Exercise brief
Below are the records. Restate word for word every line from the one that contains "Target: chrome faucet" through the final line, both included.

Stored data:
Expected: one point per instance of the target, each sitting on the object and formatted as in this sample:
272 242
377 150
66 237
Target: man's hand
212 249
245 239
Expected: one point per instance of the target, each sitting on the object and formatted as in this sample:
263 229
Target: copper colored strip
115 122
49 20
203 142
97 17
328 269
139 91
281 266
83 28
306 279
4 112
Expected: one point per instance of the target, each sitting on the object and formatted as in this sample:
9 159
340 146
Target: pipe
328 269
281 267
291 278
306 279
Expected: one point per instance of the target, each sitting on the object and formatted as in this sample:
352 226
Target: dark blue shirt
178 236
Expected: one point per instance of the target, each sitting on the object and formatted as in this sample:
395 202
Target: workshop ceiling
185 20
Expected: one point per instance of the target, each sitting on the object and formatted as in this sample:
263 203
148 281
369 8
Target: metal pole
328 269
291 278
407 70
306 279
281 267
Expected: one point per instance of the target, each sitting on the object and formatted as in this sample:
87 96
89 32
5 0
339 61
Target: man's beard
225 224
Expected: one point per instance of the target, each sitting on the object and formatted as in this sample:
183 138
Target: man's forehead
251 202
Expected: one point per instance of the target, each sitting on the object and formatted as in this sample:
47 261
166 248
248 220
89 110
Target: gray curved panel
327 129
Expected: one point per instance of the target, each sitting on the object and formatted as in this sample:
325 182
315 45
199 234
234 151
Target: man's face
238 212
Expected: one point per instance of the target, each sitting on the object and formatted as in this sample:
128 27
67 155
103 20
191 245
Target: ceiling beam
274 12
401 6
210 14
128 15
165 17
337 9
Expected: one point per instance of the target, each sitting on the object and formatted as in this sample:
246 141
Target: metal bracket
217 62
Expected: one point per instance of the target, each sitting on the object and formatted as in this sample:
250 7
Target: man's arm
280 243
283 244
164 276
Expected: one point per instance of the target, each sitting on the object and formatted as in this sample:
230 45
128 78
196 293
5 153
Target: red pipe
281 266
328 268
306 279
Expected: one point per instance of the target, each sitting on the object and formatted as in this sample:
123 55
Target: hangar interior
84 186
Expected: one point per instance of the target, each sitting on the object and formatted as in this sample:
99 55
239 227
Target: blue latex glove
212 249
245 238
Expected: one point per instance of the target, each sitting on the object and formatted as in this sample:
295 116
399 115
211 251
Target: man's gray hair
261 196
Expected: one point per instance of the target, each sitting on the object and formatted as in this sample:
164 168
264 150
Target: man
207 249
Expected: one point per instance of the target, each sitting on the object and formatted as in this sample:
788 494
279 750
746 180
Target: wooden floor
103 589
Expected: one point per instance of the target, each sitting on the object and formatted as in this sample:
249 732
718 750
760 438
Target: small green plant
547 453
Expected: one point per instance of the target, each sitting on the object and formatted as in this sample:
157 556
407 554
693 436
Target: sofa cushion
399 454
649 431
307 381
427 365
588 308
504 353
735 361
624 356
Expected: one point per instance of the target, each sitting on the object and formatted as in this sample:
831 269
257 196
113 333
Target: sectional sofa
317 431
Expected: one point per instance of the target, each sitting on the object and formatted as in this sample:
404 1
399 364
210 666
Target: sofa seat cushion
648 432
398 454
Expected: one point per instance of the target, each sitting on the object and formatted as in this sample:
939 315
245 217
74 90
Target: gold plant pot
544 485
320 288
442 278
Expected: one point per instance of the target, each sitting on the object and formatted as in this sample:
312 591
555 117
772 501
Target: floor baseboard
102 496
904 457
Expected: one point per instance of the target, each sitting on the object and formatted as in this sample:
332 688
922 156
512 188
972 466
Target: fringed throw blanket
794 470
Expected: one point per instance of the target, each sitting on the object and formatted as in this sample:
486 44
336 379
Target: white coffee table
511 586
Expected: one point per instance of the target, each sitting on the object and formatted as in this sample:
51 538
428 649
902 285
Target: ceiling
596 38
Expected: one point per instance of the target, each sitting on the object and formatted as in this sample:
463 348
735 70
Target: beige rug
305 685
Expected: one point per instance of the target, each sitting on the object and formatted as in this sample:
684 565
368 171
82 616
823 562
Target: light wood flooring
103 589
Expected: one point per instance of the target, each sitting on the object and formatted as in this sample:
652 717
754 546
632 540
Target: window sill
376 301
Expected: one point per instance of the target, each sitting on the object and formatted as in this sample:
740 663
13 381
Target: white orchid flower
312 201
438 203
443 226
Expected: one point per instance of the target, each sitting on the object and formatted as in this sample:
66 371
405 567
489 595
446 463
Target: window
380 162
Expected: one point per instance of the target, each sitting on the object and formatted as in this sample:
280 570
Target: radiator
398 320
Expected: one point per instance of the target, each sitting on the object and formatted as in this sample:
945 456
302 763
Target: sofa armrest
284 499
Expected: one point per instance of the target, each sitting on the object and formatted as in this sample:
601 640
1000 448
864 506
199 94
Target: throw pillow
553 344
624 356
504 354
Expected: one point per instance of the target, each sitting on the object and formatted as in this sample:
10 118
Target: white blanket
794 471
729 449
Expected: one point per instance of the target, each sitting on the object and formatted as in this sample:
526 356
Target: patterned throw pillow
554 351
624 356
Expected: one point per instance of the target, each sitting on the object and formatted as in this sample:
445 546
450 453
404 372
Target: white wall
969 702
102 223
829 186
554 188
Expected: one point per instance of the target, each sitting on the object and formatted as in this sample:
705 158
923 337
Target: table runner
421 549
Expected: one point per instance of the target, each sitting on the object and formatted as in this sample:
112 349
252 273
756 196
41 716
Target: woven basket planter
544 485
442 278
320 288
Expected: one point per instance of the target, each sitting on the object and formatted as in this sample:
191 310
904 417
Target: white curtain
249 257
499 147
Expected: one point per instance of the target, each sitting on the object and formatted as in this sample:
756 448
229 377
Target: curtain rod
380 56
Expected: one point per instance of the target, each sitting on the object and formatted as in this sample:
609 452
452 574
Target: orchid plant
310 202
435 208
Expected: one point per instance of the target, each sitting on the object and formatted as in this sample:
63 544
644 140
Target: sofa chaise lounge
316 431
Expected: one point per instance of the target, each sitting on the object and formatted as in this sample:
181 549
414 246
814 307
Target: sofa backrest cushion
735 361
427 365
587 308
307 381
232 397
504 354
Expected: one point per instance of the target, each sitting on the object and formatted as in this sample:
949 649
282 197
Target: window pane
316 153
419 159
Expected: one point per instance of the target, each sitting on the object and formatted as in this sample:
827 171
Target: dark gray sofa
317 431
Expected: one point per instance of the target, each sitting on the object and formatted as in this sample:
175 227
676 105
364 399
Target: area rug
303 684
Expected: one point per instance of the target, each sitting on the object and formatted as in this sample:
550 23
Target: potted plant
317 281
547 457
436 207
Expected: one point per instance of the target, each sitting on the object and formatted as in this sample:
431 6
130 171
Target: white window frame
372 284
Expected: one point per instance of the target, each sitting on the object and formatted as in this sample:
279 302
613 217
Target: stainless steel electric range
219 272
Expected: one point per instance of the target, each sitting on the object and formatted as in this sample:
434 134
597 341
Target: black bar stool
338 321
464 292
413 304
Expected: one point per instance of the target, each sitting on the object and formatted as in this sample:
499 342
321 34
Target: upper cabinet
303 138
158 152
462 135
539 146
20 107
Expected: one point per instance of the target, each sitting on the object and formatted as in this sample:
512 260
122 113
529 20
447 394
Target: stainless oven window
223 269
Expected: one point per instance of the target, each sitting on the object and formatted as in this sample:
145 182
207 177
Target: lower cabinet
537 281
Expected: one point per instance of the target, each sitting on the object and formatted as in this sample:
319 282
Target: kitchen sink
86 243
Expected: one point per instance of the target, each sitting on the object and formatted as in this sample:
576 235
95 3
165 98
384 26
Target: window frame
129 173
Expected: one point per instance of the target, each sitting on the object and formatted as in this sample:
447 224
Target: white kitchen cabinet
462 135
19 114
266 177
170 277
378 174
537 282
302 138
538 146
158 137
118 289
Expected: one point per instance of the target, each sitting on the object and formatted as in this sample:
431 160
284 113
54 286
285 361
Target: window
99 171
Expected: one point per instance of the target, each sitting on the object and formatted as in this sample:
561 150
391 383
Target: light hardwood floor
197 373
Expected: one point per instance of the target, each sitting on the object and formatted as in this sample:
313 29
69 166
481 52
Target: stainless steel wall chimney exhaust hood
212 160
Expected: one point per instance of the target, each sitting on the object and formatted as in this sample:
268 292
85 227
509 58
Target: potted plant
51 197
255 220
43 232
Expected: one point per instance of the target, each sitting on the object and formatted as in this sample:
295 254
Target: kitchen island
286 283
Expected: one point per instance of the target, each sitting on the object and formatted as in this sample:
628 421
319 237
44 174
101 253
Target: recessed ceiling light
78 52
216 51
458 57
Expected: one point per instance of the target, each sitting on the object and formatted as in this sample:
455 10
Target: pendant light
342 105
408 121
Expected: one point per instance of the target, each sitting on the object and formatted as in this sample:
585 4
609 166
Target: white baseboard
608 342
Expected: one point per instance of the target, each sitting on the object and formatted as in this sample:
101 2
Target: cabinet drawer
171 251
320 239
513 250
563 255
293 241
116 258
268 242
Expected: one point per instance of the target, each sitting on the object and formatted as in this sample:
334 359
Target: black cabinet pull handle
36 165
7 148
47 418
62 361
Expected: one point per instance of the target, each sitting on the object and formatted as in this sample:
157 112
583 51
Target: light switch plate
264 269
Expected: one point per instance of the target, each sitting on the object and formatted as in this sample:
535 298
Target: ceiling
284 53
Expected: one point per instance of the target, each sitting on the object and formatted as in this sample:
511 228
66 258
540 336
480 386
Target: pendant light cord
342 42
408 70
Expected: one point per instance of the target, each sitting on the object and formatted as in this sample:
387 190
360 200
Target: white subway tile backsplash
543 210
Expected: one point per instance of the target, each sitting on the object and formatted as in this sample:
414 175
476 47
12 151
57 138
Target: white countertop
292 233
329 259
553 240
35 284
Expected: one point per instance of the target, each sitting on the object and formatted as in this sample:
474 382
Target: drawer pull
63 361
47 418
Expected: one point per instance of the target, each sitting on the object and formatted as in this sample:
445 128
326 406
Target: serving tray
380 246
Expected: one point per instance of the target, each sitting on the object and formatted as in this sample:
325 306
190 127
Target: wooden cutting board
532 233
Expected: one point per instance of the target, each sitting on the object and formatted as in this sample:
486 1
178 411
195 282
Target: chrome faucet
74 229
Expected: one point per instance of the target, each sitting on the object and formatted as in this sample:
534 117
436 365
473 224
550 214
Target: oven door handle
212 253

Response area
Target: chrome faucet
74 229
Expected: one point per instance of the target, each sitting on the object and formatted as in this sample:
534 117
436 365
473 224
550 214
Target: oven door handle
212 253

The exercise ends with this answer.